**Exercise**: Rescale the rows starting at the line containing "Get glass facade" and ending at the last line of the rows, both included. Write every line again with its request unchanged, multiply each bounding-box coordinate in the answers by 2.1, and round to the nearest whole number, with halves rounded up.

# # # # #

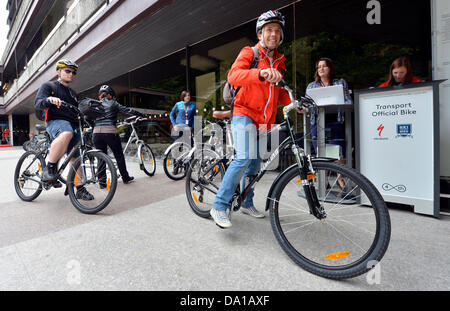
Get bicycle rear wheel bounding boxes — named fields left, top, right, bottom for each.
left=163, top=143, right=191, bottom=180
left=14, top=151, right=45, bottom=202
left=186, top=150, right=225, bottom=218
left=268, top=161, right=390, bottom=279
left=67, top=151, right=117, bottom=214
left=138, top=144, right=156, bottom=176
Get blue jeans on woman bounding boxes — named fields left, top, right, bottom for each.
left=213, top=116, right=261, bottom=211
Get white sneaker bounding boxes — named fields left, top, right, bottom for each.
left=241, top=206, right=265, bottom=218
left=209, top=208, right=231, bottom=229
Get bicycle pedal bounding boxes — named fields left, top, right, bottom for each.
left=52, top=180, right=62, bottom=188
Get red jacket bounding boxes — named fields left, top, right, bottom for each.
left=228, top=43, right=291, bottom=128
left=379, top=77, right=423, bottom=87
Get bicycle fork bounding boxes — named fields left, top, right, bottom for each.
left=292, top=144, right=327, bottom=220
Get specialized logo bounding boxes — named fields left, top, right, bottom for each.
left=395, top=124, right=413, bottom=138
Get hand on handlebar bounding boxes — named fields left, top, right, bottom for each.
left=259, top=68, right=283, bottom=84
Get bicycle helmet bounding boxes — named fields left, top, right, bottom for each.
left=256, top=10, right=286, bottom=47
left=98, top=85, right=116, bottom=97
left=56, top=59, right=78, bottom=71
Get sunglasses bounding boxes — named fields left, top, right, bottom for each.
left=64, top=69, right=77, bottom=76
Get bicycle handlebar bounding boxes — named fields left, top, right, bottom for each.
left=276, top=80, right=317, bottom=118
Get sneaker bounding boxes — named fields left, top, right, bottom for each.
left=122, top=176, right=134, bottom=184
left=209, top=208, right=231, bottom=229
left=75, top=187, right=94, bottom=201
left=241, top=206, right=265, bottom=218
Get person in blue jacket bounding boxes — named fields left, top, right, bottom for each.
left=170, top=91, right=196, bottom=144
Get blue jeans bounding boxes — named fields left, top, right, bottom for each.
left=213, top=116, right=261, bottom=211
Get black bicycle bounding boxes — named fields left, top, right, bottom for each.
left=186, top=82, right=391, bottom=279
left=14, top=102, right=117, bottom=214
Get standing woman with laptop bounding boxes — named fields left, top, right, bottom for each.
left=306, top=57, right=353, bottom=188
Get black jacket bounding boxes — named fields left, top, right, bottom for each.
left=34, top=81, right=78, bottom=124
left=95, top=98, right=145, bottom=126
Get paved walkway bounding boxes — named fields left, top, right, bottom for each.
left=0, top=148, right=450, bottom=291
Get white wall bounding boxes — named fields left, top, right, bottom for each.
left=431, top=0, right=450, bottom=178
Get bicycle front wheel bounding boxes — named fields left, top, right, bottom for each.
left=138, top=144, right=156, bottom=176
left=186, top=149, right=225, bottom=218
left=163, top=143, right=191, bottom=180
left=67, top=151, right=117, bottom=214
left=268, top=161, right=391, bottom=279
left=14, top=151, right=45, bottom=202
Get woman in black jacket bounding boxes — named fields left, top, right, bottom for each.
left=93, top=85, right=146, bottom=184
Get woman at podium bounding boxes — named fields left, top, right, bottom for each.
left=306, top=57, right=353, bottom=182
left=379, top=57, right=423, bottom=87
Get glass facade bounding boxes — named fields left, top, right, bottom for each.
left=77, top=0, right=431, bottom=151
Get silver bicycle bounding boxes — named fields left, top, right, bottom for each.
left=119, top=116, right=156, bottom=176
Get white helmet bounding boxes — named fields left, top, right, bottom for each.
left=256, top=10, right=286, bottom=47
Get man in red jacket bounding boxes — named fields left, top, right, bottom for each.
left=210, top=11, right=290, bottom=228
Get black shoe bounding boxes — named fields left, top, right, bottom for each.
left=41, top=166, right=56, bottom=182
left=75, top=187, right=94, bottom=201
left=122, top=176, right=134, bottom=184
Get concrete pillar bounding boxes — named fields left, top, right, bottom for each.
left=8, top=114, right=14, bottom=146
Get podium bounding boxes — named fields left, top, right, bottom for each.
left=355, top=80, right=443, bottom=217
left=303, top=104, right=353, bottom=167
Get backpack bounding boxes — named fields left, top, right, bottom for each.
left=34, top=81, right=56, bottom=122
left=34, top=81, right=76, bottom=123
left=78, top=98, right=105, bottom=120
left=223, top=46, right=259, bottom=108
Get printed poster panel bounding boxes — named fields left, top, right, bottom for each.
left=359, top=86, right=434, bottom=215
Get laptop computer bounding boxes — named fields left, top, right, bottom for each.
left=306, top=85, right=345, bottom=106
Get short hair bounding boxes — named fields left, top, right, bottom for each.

# # # # #

**Solved exercise**:
Get glass facade bounding boxes — named fields left, top, right, bottom for each.
left=162, top=0, right=905, bottom=317
Get silver bicycle bounding boxes — named fields left, top, right, bottom for each.
left=250, top=244, right=328, bottom=370
Get white helmet bounding boxes — named fields left, top, right, bottom for each.
left=538, top=21, right=601, bottom=99
Get man in red jacket bounding boxes — named fields left, top, right, bottom for each.
left=441, top=23, right=609, bottom=479
Get black shoe bounding boxes — named fields left, top, right, bottom for each.
left=86, top=349, right=118, bottom=382
left=158, top=393, right=197, bottom=422
left=256, top=370, right=281, bottom=386
Get concrete pillar bounding boxes — named fields left, top, right, bottom for each.
left=17, top=239, right=29, bottom=307
Get podium bounding boxes — named fields left, top, right, bottom for each.
left=746, top=168, right=930, bottom=456
left=636, top=218, right=741, bottom=351
Get backpack bounding boxes — named fields left, top, right, bottom for each.
left=71, top=170, right=118, bottom=256
left=71, top=170, right=160, bottom=258
left=164, top=206, right=221, bottom=252
left=468, top=97, right=544, bottom=227
Get printed poster panel bounding boxes — named fields left, top, right, bottom for each.
left=754, top=181, right=911, bottom=452
Get laptop computer bounding boxes — named fields left, top, right, bottom for each.
left=643, top=179, right=725, bottom=223
Get short hair bounding boxes — named fields left, top, right, bottom for each.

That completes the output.